Task to complete: Every line below must come back exactly as it stands, with the images omitted.

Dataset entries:
+ + + + + + +

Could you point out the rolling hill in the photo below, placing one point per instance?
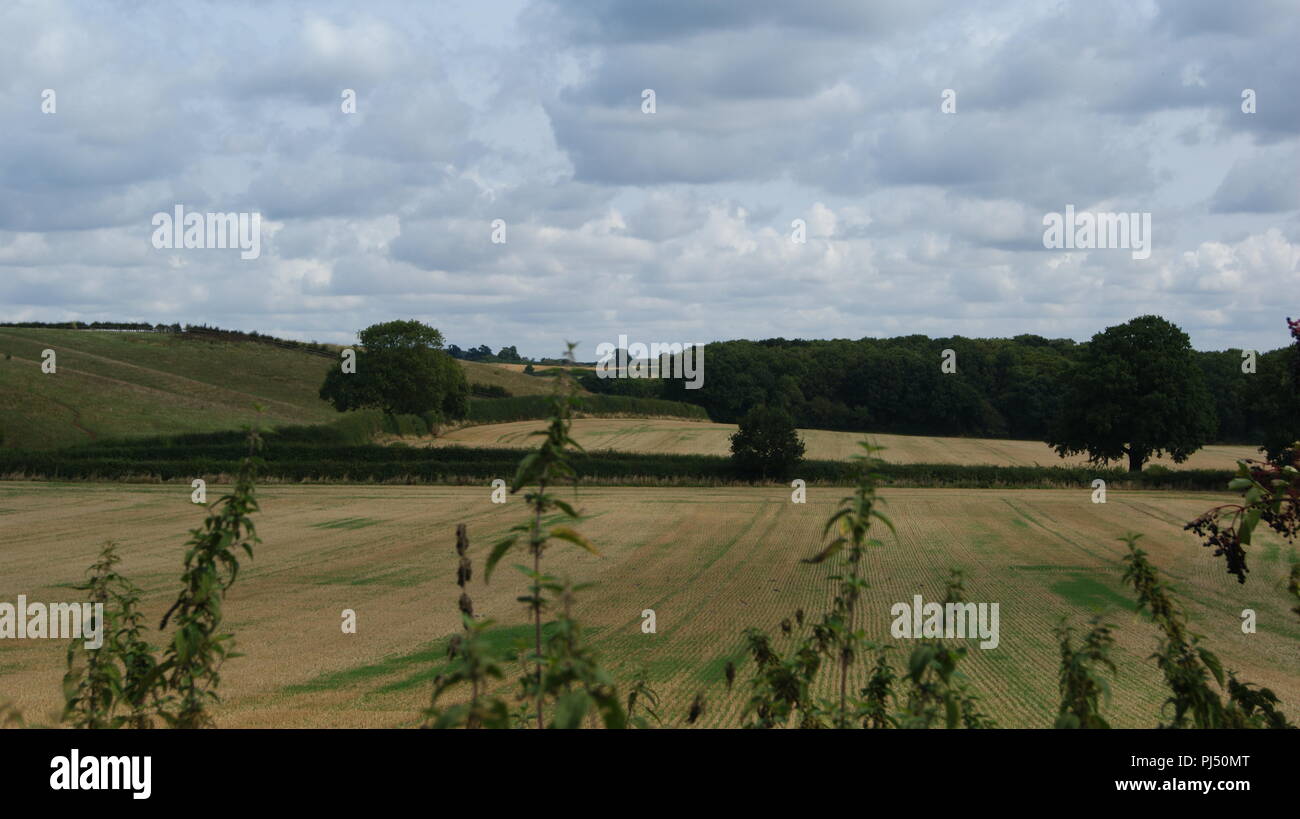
(111, 385)
(677, 437)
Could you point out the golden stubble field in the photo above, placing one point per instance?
(667, 436)
(710, 562)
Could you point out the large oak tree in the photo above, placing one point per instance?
(402, 369)
(1136, 393)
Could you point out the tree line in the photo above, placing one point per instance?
(1001, 388)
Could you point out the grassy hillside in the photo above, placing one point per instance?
(115, 385)
(676, 437)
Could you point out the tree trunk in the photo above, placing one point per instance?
(1135, 460)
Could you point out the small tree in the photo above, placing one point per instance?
(401, 369)
(767, 445)
(1135, 394)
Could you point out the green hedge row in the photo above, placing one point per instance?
(297, 460)
(534, 407)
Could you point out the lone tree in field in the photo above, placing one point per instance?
(401, 369)
(1136, 393)
(767, 443)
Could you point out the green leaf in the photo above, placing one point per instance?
(1248, 521)
(570, 710)
(498, 551)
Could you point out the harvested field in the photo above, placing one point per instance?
(710, 562)
(670, 436)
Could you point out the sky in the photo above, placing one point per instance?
(922, 143)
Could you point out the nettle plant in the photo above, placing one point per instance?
(125, 683)
(1188, 666)
(1270, 494)
(787, 687)
(563, 684)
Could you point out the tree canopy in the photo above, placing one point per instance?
(1135, 393)
(402, 369)
(767, 445)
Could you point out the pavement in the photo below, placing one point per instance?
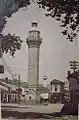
(50, 108)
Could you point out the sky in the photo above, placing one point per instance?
(55, 51)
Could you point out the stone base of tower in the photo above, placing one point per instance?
(32, 95)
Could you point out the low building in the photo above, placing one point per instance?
(73, 79)
(57, 91)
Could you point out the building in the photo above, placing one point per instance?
(33, 41)
(73, 79)
(57, 91)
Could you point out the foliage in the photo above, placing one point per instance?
(10, 43)
(65, 11)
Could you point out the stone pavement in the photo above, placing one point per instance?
(50, 108)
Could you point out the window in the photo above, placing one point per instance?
(56, 89)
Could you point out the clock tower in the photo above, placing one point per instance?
(33, 41)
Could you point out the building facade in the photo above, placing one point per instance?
(57, 91)
(33, 41)
(73, 79)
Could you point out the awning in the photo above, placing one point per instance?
(3, 88)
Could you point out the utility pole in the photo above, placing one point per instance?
(74, 65)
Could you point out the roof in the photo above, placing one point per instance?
(55, 81)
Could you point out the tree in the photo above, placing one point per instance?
(65, 11)
(10, 42)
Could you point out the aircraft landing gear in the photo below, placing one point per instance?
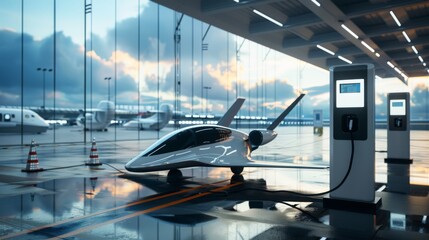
(237, 170)
(174, 176)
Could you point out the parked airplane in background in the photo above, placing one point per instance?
(210, 146)
(98, 119)
(11, 121)
(155, 122)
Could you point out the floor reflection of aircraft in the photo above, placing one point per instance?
(11, 121)
(156, 121)
(204, 209)
(210, 146)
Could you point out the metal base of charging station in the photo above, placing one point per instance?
(399, 160)
(352, 206)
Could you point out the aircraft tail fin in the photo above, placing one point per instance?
(230, 114)
(284, 113)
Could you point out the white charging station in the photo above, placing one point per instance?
(398, 143)
(352, 138)
(318, 122)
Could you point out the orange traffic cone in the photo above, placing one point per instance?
(93, 156)
(32, 160)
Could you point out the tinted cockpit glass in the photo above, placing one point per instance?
(179, 141)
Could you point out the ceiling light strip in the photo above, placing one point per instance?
(367, 46)
(349, 31)
(326, 50)
(316, 2)
(406, 36)
(268, 18)
(395, 18)
(345, 59)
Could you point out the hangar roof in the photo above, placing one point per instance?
(359, 31)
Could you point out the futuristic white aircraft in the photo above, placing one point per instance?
(11, 121)
(210, 146)
(155, 122)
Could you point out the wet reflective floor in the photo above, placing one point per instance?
(72, 201)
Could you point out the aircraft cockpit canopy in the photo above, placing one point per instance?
(189, 137)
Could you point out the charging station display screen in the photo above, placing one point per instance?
(350, 93)
(397, 107)
(350, 88)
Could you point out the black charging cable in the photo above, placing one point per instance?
(350, 127)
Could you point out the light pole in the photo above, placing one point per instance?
(207, 88)
(108, 87)
(44, 82)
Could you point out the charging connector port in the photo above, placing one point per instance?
(349, 123)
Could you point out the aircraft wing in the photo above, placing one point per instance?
(267, 164)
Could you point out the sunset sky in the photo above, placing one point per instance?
(271, 79)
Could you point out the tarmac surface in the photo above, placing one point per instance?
(70, 200)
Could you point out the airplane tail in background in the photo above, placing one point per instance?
(230, 114)
(164, 116)
(282, 116)
(261, 137)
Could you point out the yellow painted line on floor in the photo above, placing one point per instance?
(169, 204)
(108, 210)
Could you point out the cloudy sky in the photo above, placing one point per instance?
(267, 79)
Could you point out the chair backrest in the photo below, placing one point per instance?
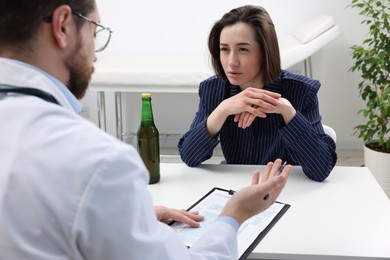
(330, 131)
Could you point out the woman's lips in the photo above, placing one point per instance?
(234, 74)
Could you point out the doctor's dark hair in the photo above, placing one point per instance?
(20, 19)
(261, 23)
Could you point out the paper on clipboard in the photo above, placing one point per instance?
(250, 232)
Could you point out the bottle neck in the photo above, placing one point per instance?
(147, 112)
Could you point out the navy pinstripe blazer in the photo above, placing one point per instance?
(301, 142)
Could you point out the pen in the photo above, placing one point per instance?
(281, 168)
(277, 174)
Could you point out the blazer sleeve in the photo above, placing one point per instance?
(196, 146)
(306, 141)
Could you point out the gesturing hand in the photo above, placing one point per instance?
(250, 201)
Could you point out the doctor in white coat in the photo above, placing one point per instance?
(67, 189)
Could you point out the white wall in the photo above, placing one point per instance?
(153, 27)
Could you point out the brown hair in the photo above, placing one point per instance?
(265, 35)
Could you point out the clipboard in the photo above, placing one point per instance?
(250, 233)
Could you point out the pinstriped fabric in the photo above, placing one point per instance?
(301, 142)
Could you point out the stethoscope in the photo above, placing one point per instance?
(30, 92)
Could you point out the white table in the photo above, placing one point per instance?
(345, 217)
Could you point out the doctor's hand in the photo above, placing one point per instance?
(252, 199)
(167, 215)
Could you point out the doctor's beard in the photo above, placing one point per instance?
(80, 71)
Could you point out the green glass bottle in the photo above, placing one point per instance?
(148, 144)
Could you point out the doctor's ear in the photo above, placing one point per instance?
(62, 26)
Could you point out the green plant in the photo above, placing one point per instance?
(372, 60)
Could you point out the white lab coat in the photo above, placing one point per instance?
(70, 191)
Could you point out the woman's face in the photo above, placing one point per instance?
(240, 55)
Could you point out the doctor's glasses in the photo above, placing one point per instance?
(102, 34)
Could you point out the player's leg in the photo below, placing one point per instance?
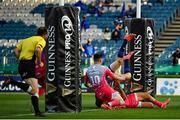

+ + + + + + +

Answer below:
Could you point out the rolling hill in the photo below, placing one point per instance?
(111, 385)
(677, 437)
Could you point out the golden stubble field in the photo above, placing one point per instance?
(667, 436)
(710, 562)
Could you point out the large oak tree in the photo above, placing one point per instance?
(402, 369)
(1136, 393)
Could you point out the tree line in the photo above, placing one point per instance?
(1001, 388)
Could you point out the grassy hillside in the photo above, placing one point per instance?
(115, 385)
(676, 437)
Could you point out the tree trunk in the photo above, placing one point per instance?
(1135, 460)
Could you point out the small tree in the photo above, placing one point per instance?
(401, 369)
(767, 445)
(1135, 394)
Could you point out the green hedge row in the photo above, placing one point per instance?
(297, 460)
(534, 407)
Could you point out the lone tree in field in the photo above, placing one point per instance?
(401, 369)
(1136, 393)
(767, 443)
Could you point out the green leaf in the photo above, placing one point per instance?
(1248, 521)
(570, 710)
(498, 551)
Could you point out the harvested field in the photo above, placing one point per instance?
(710, 562)
(670, 436)
Could you point out the sky in the photo above, placing one point per instance?
(922, 143)
Could you point out the nettle plant in the photo above, placing one point per instance?
(125, 683)
(1188, 666)
(1270, 494)
(787, 687)
(563, 684)
Could you point out the tree canopy in the photo above, placing one point per instance?
(1135, 393)
(402, 369)
(767, 445)
Could you point out the pavement in the photo below, placing one point per instance?
(50, 108)
Could you point out the sky in the photo above, placing one point per instance?
(55, 51)
Could you point out the stone base of tower in the photo above, placing one point per instance?
(32, 95)
Could you point out the low building in the photo above, placing one point per instance?
(73, 79)
(57, 91)
Could you point out the building in the photo above, placing one point per instance?
(33, 41)
(73, 79)
(57, 91)
Could you point out the foliage in the photo above, placing one point per instance?
(10, 43)
(65, 11)
Could you point out the stone pavement in the photo above, placing one point per instance?
(50, 108)
Could you point out the window in the photo above, placing one point per instance?
(56, 89)
Could you point out the clock tower in the photo above, placing one point per instance?
(33, 41)
Could you point out the building facade in the photo above, placing one point per instance?
(57, 91)
(33, 41)
(73, 79)
Could you point out the awning in the photo above, placing one point per instance?
(3, 88)
Could you point out the utility pole in the photo above, placing one point per instance?
(74, 65)
Could you point out the roof in the photo above, placing one point per instance?
(55, 81)
Could you point out the tree in the photo above, placing one point per instance?
(65, 11)
(10, 42)
Could you point out the aircraft landing gear in the photo below, placing one point per instance?
(237, 170)
(174, 176)
Could you point out the parked airplane in background in the photo above, placing one point per instance?
(210, 146)
(98, 119)
(11, 121)
(155, 122)
Could you point out the floor reflection of aircraft in the photo above, placing one point per instance?
(11, 121)
(156, 121)
(204, 209)
(210, 146)
Could you point out the metal base of charging station in the photo above, placing one point per instance?
(399, 160)
(352, 206)
Could you point out the aircraft tail fin in the photo above, placing one point per instance?
(230, 114)
(284, 113)
Could you point out the white charging station in the photo above, placing one point per instance?
(398, 143)
(352, 138)
(318, 122)
Could you point out the orange traffic cone in the photo above, placing one point per instance?
(93, 156)
(32, 160)
Could you point out the tinted cockpit glass in the photo above, placing one point per instance?
(179, 141)
Could you point out the ceiling light strip in the photo above, placing one point per instance?
(367, 46)
(349, 31)
(326, 50)
(316, 2)
(406, 36)
(268, 18)
(395, 18)
(345, 59)
Could you point out the hangar roof in the photo above, placing one point per instance?
(359, 31)
Could you point out the futuristic white aircraft in the photo above, placing one point per instance?
(11, 121)
(210, 146)
(155, 122)
Could you point out the wet reflective floor in the photo above, placing one point per instance?
(72, 201)
Could you point out the aircraft cockpit canopy in the photo above, placing one point per instance?
(189, 137)
Could you point out the charging station display screen in the photo above, placing one point per instance?
(350, 93)
(397, 107)
(350, 88)
Could you point out the black charging cable in the photo above, placing one point per instance?
(350, 127)
Could you point out the light pole in the photo above, placing one point per instance?
(207, 88)
(108, 87)
(44, 82)
Could you point out the charging connector port in the photo above, placing one point per instance?
(349, 123)
Could you point out the aircraft wing in the photo above, placing one point per instance?
(267, 164)
Could you point out the sunset sky in the photo above, placing one point per instance?
(271, 79)
Could you point out the tarmac surface in the photo above, placing one point per instance?
(70, 200)
Could you point out the airplane tail in background in the photo above, placing one point per instance?
(230, 114)
(164, 116)
(282, 116)
(261, 137)
Could you point out the yellow painted line on floor in the photo above, placing one point per instance?
(169, 204)
(108, 210)
Could you point out the cloudy sky in the photo above, placing one point per instance?
(267, 79)
Could you point out the chair backrest in the photo below, placing one point per instance?
(330, 131)
Could you point out the woman's lips in the photo above, placing one point per instance?
(234, 74)
Could you point out the doctor's dark hair in the photo above, placing one point per instance?
(20, 19)
(261, 23)
Could you point out the paper on clipboard in the photo above, placing one point per instance?
(250, 232)
Could you point out the bottle neck in the photo above, placing one point per instance?
(147, 112)
Could you point out the navy pinstripe blazer in the photo above, placing one point per instance?
(301, 142)
Could you point out the pen in the photo above, placing one point per instance?
(281, 168)
(277, 174)
Could you point out the blazer sleeve in the photo above, placing one point per instance?
(196, 146)
(306, 141)
Could you point out the gesturing hand in the photo above, placing one point per instance?
(250, 201)
Could you point out the doctor in white coat in the photo above, placing one point per instance?
(67, 189)
Could you point out the white wall in the photo above, placing one point per instance?
(153, 27)
Could you point out the brown hair in the photo above, placing one point per instance?
(265, 35)
Could you point out the clipboard in the photo above, placing one point per instance?
(250, 233)
Could you point out the pinstriped fabric in the photo above, placing one point per instance?
(301, 142)
Could you point out the stethoscope in the photo above, placing one point per instance?
(30, 92)
Could you point out the white table in the photo above, placing one point per instance?
(345, 217)
Could you point out the doctor's hand in the photo above, placing one point per instance?
(252, 199)
(167, 215)
Could you point out the doctor's beard in the photo above, placing one point per instance?
(80, 71)
Could you point out the green glass bottle in the photo above, placing one point per instance?
(148, 144)
Could you point out the doctor's ear in the photo above, placing one point per instance?
(62, 26)
Could you point out the green plant in the photo above, placing one point per instance?
(372, 60)
Could you point out the white lab coat in the photo above, placing one point per instance?
(70, 191)
Could you point out the woman's face in the photo above, placing one point per instance?
(240, 55)
Could you point out the doctor's glasses in the photo above, placing one point per instance?
(102, 34)
Could you point out the player's leg in the photo below, placing one point per instance?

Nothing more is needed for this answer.